◆ WRITTEN TASK
Pick out and copy every line in the records below that contains the word "white". Case counts.

--- Start of MATERIAL PROVIDED ---

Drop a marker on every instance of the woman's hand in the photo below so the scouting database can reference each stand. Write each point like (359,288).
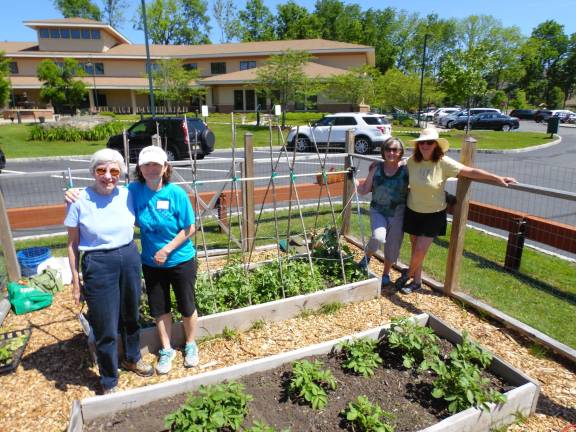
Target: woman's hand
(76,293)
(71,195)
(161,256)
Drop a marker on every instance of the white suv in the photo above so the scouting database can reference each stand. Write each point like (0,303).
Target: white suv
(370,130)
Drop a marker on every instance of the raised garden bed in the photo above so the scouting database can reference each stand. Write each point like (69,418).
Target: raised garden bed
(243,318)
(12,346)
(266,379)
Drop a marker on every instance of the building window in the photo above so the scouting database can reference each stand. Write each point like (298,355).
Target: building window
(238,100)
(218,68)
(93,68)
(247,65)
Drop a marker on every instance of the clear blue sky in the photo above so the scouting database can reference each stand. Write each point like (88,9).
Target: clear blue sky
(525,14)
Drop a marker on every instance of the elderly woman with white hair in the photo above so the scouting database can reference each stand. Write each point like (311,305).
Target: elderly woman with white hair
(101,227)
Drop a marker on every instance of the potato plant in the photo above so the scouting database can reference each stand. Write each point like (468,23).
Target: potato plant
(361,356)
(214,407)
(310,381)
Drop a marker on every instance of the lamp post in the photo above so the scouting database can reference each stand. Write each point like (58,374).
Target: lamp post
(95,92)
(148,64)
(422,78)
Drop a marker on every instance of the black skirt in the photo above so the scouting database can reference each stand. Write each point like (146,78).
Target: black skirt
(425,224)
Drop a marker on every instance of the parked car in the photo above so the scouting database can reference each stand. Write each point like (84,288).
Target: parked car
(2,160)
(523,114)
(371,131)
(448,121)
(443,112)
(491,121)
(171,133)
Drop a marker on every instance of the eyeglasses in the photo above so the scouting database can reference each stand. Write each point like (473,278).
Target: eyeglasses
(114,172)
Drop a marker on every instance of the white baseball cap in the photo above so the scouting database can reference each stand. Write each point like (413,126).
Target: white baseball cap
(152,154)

--- End of MATERIAL PROVIDED ---
--- Start of MATERIAL PROVIDED ---

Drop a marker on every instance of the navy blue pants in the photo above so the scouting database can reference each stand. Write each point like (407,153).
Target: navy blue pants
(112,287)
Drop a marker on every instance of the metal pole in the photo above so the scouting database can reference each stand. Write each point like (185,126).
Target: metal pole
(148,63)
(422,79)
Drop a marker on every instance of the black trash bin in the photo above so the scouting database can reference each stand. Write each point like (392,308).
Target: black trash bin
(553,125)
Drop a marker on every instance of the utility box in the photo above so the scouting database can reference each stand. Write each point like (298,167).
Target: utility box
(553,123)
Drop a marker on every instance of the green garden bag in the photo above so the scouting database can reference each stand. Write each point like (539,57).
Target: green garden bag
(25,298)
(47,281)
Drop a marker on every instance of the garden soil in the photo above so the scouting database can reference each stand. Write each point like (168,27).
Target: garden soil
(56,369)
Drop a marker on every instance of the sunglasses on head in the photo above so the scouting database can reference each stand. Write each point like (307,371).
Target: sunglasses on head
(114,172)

--- End of MATERIAL PROVIDED ---

◆ IN RESPONSE
Drop a marker on every instance of the white suv in the photo above so the scouting database can reference each stand. Write each point like (0,303).
Target: white suv
Drop a marker on every instance of the elderly woman with white hair in the photo above so the scouting database can reference each stand. Write each point like (311,305).
Target: elderly woman with white hair
Drop a marker on every instance of the white baseball cap in the photo above so the scouting database can reference each stand. Write each point like (413,126).
Target: white baseball cap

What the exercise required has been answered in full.